**LIST OF TASKS**
A - Rewrite the passage on the 1619 Project, starting at "How would you" and ending at "of Notre Dame.", with "classrooms" replaced by "schools".
B - Answer these questions using the passage on the 1619 Project:
(i) At which university was Hannah-Jones a student when she wrote the writings quoted at the start?
(ii) What event does the year 1619 mark, according to the passage?
(iii) What prize did Hannah-Jones' essay, on which the project is based, win?
C - Write what comes next in the passage on the 1619 Project, picking up after its final sentence.

* BEGIN TEXT PASSAGE *

How would you feel if the person teaching your children American history argued that “the white race” — or any race — “is the biggest murderer, rapist, pillager, and thief of the modern world”? What if she claimed, “Christopher Columbus and those like him were no different then [sic] Hitler”? And what if she concluded that “the descendants of these savage people … continue to be bloodsuckers in our communities”?
Unfortunately, these are not mere academic questions. The New York Times’ Nikole Hannah-Jones has claimed them. The teachings of Times’ 1619 Project, Hannah-Jones’ brainchild, are being incorporated into the curricula of classrooms across the country. Her above-mentioned writings, as The Federalist recently reported, come from her days as a student at the University of Notre Dame.
The 1619 Project simply spreads an intellectual veneer onto the hatred and bigotry of her sophomore musings. “1619” marks the year English colonists first brought African slaves to what later became Virginia. Hannah-Jones and her followers view this as the pivotal year in American history, rather than 1776, when we declared independence from Great Britain.
In its own telling, the 1619 Project seeks to “reframe the country’s history, understanding 1619 as our true founding.” It says:
Out of slavery — and the anti-black racism it required — grew nearly everything that has truly made America exceptional: its economic might, its industrial power, its electoral system, diet and popular music, the inequities of its public health and education, its astonishing penchant for violence, its income inequality, the example it sets for the world as a land of freedom and equality, its slang, its legal system and the endemic racial fears and hatreds that continue to plague it to this day.
That is, in the eyes of the 1619 Project’s progenitors, all of America is the poisoned fruit of the seed of slavery and bigotry. Tyranny, not liberty, is at the heart of our country.
Hannah-Jones’ Arguments Drip with Inaccuracy
To proffer such a claim, one must either be wholly ignorant of the foundational principles upon which America was based, and the key historical events that demonstrate our commitment to them, or find oneself so filled with contempt for the American experiment as to ignore such truths in framing a false narrative.
Readers themselves can judge whether the 1619 Project’s sins are ones of omission or commission. In Hannah-Jones’ Pulitzer Prize-winning essay around which the project is based, she makes a number of specious arguments.

* END TEXT PASSAGE *
* BEGIN DATA LISTING *

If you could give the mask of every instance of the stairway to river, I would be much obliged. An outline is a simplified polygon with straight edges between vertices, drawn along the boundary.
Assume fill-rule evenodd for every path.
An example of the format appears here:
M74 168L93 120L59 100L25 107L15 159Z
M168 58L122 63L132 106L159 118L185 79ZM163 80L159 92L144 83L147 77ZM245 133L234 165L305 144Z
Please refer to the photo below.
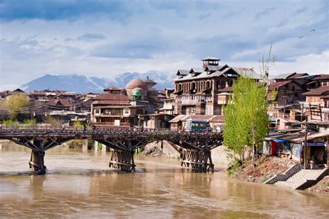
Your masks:
M301 170L285 181L278 181L274 185L291 189L305 189L316 184L329 172L328 169Z

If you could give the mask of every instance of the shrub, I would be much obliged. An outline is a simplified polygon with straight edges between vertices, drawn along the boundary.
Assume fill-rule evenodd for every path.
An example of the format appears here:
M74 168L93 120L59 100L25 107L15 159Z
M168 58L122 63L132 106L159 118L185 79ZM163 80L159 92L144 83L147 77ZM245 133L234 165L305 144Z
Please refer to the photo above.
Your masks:
M24 124L26 126L35 126L37 124L37 120L35 119L25 120Z

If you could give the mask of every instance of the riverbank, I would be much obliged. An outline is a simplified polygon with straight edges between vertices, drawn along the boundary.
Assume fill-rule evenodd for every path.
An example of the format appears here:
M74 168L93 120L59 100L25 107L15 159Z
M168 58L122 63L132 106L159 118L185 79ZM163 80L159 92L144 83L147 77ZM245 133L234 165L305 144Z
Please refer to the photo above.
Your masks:
M237 163L228 169L228 172L233 178L246 181L264 183L276 175L286 171L296 163L292 160L282 159L276 156L260 156L253 168L251 160L245 161L243 166Z
M308 190L313 193L329 195L329 176L325 177L317 184L309 188Z
M255 168L253 168L251 161L248 160L243 166L233 165L227 171L230 177L241 181L264 183L275 175L284 172L296 163L297 162L293 160L262 155L256 159ZM329 194L329 176L325 177L307 190Z

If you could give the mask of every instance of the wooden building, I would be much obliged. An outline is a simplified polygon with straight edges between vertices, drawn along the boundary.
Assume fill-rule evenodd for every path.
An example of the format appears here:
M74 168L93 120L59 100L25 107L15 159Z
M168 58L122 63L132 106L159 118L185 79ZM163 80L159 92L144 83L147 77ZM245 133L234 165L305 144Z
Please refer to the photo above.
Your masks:
M202 68L178 70L175 114L221 115L223 104L219 104L217 99L221 89L231 87L239 75L259 78L253 68L219 65L219 60L209 56L202 59Z

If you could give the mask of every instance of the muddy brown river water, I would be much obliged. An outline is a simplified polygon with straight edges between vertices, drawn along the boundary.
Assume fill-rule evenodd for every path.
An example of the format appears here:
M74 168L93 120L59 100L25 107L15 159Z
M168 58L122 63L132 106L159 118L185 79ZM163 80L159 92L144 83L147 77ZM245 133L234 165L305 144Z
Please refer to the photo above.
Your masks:
M136 156L137 171L109 168L110 152L58 147L33 175L31 150L0 143L0 218L328 218L329 196L242 182L223 170L192 172L179 160ZM217 167L218 168L218 167Z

* END DATA LISTING *

**ANSWERS FOR THIS EXERCISE**
A -
How would you feel if the person teaching your children American history argued that “the white race” — or any race — “is the biggest murderer, rapist, pillager, and thief of the modern world”? What if she claimed, “Christopher Columbus and those like him were no different then [sic] Hitler”? And what if she concluded that “the descendants of these savage people … continue to be bloodsuckers in our communities”?
Unfortunately, these are not mere academic questions. The New York Times’ Nikole Hannah-Jones has claimed them. The teachings of Times’ 1619 Project, Hannah-Jones’ brainchild, are being incorporated into the curricula of schools across the country. Her above-mentioned writings, as The Federalist recently reported, come from her days as a student at the University of Notre Dame.

B -
(i) The University of Notre Dame.
(ii) It marks the year English colonists first brought African slaves to what later became Virginia.
(iii) The Pulitzer Prize.

C -
She claims America was “founded … on an ideal and a lie.” That lie comes in the Declaration of Independence, which “proclaims that ‘all men are created equal’ and ‘endowed by their Creator with certain inalienable rights,’” while “the white men who drafted those words did not believe them to be true for the hundreds of thousands of black people in their midst.”
A bevy of words and deeds from the likes of George Washington, James Madison, and John Adams, along with Adams’ Declaration of Independence drafting members — including Roger Sherman, Benjamin Franklin, and Thomas Jefferson, to name a few — lay waste to this argument.
Hannah-Jones also states that “one of the reasons we even decided to become a nation in the first place is over the issue of slavery.” Everyone from the most eminent of mainstream historians to avowed socialist ones have debunked this claim, and The New York Times itself was forced to issue a correction of it.
Hannah-Jones suggests that with the Constitution, “the framers carefully constructed a document that preserved and protected slavery without ever using the word.” She concludes, “Some might argue that this nation was founded not as a democracy but as a slavocracy.”
This argument fails to grapple with the reality of the prudential decisions facing the founders if we were to have a country. It minimizes their efforts to reduce the strength of the slaveholding South through the Three-Fifths Compromise, their effective writing out of slave importation via Article I, Section 9, Clause 1, and the reality that by omitting the words “slave” or “slavery” from the document, they undermined the practice’s legitimacy, keeping the greatest violation of our founding principles from tarnishing the document.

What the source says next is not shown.